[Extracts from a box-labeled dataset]
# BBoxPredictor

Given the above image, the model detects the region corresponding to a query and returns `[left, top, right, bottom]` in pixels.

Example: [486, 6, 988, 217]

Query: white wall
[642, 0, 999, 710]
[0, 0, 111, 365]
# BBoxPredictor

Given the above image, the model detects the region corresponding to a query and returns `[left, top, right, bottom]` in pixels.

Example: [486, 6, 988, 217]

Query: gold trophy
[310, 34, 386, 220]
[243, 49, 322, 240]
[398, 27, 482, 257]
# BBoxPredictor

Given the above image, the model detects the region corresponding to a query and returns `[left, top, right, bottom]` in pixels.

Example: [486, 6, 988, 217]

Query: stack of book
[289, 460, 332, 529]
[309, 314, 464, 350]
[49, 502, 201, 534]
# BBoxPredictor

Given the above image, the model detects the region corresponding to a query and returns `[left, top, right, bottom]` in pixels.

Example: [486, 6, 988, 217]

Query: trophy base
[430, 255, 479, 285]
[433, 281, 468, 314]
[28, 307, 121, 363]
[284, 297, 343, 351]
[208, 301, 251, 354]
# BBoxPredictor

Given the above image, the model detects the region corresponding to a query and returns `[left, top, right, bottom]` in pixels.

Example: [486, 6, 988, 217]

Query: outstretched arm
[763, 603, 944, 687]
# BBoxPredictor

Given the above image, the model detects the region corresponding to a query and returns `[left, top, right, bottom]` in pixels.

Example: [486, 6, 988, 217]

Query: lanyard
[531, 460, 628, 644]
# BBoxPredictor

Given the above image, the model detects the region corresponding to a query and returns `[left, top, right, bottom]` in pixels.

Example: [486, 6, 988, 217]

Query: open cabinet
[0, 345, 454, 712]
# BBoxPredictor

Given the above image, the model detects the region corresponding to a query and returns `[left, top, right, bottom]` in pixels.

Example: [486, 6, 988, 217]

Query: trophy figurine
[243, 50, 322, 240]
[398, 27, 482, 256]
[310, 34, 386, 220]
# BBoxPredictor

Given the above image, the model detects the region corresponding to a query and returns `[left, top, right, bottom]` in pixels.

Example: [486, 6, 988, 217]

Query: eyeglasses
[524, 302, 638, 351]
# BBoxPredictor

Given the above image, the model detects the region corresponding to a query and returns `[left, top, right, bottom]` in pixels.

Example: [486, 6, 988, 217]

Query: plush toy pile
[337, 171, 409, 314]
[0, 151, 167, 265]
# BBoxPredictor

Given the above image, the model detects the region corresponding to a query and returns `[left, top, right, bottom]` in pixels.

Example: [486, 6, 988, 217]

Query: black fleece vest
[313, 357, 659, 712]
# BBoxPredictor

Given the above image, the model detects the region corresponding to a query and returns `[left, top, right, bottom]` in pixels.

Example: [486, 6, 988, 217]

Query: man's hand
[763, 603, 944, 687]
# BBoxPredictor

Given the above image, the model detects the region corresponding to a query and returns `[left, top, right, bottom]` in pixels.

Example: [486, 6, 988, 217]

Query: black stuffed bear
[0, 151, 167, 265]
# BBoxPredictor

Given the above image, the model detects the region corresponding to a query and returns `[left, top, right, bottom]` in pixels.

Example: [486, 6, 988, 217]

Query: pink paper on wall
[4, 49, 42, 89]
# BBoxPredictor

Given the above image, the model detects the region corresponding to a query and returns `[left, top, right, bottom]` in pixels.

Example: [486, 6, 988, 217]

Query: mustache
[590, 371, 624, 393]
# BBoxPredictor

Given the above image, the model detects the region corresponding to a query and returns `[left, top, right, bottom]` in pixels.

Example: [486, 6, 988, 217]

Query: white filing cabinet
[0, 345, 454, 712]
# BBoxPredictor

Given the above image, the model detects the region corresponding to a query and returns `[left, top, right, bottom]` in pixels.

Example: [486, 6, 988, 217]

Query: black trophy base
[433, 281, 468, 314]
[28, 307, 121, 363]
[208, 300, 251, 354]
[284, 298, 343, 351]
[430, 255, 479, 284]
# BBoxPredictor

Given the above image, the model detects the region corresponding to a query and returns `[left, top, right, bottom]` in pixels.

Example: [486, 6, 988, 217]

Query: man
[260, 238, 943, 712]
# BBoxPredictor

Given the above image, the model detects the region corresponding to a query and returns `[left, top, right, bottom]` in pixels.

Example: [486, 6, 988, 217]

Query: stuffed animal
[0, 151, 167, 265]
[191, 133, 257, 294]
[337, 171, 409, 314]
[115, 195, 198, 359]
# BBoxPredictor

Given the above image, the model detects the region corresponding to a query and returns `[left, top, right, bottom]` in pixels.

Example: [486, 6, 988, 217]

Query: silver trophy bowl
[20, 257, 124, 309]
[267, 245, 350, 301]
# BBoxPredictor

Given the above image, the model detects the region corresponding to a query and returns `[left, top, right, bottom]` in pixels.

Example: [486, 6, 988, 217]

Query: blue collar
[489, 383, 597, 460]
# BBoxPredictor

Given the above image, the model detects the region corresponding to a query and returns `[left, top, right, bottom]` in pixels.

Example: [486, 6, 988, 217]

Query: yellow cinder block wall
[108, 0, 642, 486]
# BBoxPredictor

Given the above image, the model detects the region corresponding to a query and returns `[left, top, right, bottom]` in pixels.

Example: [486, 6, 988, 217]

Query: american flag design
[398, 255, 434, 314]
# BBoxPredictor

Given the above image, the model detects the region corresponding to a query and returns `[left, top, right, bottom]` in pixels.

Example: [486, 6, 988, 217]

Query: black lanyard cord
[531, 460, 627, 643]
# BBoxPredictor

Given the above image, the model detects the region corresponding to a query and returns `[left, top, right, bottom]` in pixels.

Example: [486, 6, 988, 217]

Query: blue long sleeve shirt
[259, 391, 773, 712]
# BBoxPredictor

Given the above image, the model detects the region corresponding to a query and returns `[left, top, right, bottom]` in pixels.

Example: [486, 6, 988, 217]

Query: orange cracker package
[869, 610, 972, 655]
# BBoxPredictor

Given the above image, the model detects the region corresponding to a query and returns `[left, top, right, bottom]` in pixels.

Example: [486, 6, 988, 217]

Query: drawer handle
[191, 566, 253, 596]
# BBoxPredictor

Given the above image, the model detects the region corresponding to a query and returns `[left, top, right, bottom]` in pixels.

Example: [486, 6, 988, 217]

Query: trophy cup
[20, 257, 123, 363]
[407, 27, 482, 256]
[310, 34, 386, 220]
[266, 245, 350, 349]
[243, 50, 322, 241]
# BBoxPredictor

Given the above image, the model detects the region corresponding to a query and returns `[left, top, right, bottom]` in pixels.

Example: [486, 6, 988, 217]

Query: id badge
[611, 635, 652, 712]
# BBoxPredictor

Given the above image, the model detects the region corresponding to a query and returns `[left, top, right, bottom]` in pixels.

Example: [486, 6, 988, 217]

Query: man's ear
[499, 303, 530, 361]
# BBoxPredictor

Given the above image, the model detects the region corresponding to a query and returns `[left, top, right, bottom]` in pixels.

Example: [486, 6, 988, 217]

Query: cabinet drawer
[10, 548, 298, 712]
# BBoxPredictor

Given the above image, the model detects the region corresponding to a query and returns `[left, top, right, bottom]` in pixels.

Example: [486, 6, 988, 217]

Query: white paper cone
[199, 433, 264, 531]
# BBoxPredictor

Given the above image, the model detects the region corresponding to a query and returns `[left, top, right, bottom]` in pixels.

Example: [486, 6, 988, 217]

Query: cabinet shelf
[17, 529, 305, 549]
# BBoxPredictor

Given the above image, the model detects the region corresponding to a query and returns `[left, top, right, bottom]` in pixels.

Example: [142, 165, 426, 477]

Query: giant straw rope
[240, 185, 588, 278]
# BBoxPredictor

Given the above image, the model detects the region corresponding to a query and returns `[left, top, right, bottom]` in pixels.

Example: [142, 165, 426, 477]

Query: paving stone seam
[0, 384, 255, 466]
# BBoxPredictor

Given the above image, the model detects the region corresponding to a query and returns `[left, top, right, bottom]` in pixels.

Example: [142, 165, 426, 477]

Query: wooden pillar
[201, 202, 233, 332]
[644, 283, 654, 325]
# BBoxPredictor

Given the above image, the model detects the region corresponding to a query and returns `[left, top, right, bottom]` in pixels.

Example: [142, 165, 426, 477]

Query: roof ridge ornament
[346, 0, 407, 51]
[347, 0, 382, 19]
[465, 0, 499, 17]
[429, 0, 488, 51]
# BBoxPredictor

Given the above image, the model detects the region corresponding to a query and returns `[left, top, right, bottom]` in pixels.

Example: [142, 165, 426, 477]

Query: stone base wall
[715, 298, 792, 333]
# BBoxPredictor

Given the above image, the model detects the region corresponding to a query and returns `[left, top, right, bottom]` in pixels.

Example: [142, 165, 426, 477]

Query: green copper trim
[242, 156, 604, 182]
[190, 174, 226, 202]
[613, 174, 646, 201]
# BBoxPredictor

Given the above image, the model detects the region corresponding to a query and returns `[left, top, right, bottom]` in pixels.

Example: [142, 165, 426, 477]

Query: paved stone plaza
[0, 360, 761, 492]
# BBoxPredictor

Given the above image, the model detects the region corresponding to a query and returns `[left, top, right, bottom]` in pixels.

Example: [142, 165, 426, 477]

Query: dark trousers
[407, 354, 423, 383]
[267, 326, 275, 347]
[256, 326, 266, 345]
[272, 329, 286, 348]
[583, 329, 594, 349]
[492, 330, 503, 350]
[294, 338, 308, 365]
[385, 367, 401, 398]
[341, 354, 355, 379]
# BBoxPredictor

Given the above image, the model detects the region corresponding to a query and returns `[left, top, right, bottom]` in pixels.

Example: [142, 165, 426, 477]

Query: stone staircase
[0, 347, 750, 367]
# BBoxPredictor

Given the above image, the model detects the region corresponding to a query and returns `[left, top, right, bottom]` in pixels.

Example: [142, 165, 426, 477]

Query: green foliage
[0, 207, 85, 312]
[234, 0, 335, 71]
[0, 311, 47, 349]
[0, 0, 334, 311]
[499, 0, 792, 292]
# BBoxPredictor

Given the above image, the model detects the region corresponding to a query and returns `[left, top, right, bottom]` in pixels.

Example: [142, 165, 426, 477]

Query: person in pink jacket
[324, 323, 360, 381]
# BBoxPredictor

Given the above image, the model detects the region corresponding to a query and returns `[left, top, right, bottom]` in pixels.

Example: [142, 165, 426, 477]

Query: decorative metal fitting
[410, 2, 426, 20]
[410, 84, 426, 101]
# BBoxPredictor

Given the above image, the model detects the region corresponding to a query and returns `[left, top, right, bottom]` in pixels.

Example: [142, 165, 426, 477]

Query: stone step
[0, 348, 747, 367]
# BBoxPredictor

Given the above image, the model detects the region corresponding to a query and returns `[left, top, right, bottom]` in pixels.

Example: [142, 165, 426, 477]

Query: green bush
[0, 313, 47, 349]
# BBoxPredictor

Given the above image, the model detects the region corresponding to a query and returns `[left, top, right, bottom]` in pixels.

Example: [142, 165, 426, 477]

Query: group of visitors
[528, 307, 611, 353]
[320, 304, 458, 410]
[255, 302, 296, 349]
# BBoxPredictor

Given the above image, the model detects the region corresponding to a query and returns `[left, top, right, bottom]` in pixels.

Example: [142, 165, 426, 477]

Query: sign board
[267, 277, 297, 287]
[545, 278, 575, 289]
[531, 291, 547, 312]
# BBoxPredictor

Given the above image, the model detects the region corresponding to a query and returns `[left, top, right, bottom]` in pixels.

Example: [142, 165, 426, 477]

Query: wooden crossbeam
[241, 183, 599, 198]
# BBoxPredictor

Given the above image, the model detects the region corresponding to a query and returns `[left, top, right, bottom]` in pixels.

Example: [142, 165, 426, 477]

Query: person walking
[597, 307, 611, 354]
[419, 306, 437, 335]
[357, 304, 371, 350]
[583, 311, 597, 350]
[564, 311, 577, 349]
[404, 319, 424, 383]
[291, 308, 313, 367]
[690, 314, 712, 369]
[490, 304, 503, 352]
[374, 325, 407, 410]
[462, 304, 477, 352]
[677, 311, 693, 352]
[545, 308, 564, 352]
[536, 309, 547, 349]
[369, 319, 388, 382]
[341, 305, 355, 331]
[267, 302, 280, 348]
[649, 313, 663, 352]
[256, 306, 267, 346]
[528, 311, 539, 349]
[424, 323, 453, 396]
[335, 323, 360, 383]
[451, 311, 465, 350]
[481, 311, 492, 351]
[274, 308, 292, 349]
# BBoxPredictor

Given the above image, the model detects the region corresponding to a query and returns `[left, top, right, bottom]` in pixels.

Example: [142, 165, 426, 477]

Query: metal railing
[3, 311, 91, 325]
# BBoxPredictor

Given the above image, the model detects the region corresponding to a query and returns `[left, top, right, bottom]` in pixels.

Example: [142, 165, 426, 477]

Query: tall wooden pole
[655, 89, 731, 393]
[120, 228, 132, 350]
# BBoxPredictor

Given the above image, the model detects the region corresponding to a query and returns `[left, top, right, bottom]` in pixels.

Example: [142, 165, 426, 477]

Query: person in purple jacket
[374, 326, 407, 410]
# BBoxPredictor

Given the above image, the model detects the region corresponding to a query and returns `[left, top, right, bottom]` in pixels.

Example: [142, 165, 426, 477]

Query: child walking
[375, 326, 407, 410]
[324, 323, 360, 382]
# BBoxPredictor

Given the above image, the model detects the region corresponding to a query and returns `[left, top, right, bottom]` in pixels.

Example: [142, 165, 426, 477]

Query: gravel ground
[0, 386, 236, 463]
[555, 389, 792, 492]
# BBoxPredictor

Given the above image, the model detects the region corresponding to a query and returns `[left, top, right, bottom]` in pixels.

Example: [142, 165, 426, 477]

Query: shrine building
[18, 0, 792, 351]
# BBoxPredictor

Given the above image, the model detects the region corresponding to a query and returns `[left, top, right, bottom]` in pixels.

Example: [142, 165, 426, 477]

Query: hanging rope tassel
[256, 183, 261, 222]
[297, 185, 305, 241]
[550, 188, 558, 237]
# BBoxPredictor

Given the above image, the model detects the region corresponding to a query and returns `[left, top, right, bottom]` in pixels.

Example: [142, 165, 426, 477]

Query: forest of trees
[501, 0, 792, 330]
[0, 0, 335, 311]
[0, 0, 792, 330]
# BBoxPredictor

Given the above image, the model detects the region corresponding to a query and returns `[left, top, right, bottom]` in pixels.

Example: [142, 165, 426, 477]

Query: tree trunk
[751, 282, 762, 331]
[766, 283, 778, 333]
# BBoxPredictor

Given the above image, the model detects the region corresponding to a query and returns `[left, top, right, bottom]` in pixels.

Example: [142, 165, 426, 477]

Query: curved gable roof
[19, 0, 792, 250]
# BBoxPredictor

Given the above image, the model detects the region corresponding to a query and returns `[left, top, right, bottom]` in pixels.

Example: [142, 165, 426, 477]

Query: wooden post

> Stated problem:
Copy out the records word for word from their first line up to and including the line that contains "[0, 0, 111, 365]".

> Output for this exercise:
# BBoxPredictor

Given the above image, the model detects the region corresponding to a query and returns `[left, top, right, bottom]` in pixels.

Example: [486, 6, 988, 217]

Query: white wall
[642, 0, 999, 710]
[0, 0, 111, 365]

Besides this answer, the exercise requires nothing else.